-- Start of GIVEN DATA --
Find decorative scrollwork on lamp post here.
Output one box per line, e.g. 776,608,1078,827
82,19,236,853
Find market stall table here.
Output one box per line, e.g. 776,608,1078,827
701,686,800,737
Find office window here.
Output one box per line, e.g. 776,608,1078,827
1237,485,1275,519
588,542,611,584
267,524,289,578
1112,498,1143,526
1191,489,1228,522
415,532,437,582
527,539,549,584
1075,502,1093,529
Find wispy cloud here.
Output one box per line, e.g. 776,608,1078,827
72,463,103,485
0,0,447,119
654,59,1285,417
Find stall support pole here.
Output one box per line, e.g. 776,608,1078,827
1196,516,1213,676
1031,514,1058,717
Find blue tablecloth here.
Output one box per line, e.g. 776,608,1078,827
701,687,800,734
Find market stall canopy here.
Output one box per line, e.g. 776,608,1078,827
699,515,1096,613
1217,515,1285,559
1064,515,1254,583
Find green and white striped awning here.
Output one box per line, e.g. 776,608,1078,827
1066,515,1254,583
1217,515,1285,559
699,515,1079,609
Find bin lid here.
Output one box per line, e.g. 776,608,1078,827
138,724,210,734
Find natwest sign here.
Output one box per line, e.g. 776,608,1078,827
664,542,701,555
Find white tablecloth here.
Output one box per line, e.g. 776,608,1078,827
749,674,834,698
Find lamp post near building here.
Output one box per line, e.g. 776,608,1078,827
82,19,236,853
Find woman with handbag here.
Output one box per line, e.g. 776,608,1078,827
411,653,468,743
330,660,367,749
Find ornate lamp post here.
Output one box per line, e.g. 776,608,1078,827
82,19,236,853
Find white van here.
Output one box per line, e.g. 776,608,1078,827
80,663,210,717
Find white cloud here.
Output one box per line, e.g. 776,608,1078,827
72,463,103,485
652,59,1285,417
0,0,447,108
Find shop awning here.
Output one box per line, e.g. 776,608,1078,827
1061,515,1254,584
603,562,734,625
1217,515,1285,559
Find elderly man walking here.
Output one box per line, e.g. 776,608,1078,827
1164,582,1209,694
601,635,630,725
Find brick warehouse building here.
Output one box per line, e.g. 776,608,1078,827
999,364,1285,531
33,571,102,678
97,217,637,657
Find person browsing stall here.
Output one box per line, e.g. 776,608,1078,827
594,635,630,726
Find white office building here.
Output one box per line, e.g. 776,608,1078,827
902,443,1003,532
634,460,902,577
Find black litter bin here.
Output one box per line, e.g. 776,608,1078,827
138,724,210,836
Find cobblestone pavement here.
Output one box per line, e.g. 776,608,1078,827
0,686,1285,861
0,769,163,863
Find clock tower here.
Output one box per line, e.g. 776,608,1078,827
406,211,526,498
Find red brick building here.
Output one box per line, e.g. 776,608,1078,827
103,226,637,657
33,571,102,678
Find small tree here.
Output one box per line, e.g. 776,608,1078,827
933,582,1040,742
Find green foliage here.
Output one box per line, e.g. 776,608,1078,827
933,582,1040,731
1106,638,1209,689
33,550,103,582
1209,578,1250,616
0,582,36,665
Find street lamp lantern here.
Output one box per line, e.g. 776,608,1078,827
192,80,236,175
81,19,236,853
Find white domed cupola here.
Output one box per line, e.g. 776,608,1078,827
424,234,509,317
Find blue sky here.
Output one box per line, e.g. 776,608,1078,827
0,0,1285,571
-- End of GIVEN DATA --
WHAT YOU WILL DO: Edit the items above by changing every "Find" to "Locate" and keeping everything else the same.

EXERCISE RESULT:
Locate decorative scrollwork on lamp post here.
Output one box per line, e.g. 776,608,1078,827
82,19,236,853
Locate market stall table here.
Output one box per line, e.g. 776,608,1078,827
701,686,800,737
Locate office window here.
Output one box per line, e.g. 776,608,1078,827
1237,485,1275,519
588,542,611,584
267,524,289,578
1112,498,1143,526
1191,489,1228,522
415,532,437,582
527,539,549,584
1075,502,1093,529
Locate wispy cloud here.
Output one box per line, e.g. 776,608,1078,827
72,463,103,485
0,0,447,119
654,59,1285,417
Locate stall support pole here.
Output one box per line, e.g. 776,608,1078,827
1196,516,1213,676
1031,514,1058,717
Locate blue tablecloth here.
Output one box per line, e.g. 776,608,1078,827
701,687,800,734
Locate market stall canopy here.
Output one box per line, e.g. 776,608,1078,827
699,515,1096,613
1217,515,1285,559
1064,515,1254,583
Locate green and white striped awning here.
Output one box per line, e.g. 776,608,1078,827
1066,515,1254,583
1217,515,1285,559
699,515,1079,609
Locate bin lid here.
Output one box per line, e.g. 776,608,1078,827
138,724,210,734
Locate natwest sign here.
Output one box per line, e.g. 776,608,1078,827
664,542,701,555
Locate white tablecloth here.
Output one box per line, e.g. 776,608,1078,827
749,674,834,698
Locate lamp post near building here.
Output one box per line, e.g. 776,608,1078,827
82,19,236,853
Locate woman with handbag here.
Output one box per line, e.g. 776,608,1078,827
411,653,468,743
330,660,367,749
Locate ornate lamp post here.
Output one box per line, e.g. 776,608,1078,827
82,19,236,853
Locate white van here.
Output one box per line, e.g. 776,608,1078,827
80,663,210,717
Locate white cloud here.
Output one box per line, e.g. 776,608,1078,827
72,463,103,485
652,59,1285,417
0,0,447,108
Locate shop awning here.
Output one box per line, e.g. 776,608,1078,827
1061,515,1254,584
603,562,734,625
1217,515,1285,559
Locate elderly man walking here.
Output one box per line, e.g. 776,608,1078,827
1164,582,1209,694
601,635,630,725
Locate brick warehouse building here.
Output one box per line, e.g. 776,608,1078,827
999,364,1285,531
33,571,102,678
97,217,637,657
Locate person browsing stall here.
Output one box per line, e.g. 776,608,1078,827
594,635,630,726
Locate white office building here.
Output one box per line, e.g. 776,608,1078,827
902,443,1003,532
634,460,902,577
Locate black litter bin here.
Output one box per line, e.g. 776,608,1078,827
138,724,210,836
Locate cobblestone pavement here.
Output one box per line, e.g. 776,608,1078,827
0,686,1285,861
0,769,163,863
Locate clock tower here.
Output one box per line, e.g. 776,608,1078,827
406,211,526,498
Locate red brick building here.
Output one box per line, e.g. 776,608,1078,827
103,226,637,657
33,571,102,678
Locate small tree here.
Output one box per line, e.g. 776,608,1078,827
933,582,1040,742
Locate green foliage here.
Output one box per line, e.g. 776,608,1078,827
933,582,1040,731
1106,638,1209,689
33,550,103,582
1209,578,1250,616
0,582,36,665
Locate street lamp lantern here.
Output one box per line, e.g. 776,608,1078,827
192,80,236,175
81,19,236,853
Locate white domed cupola here.
Output one box per line, e.g. 776,608,1078,827
424,234,509,317
Locate blue sky here.
Output one box per line, e.g. 776,608,1078,827
0,0,1285,571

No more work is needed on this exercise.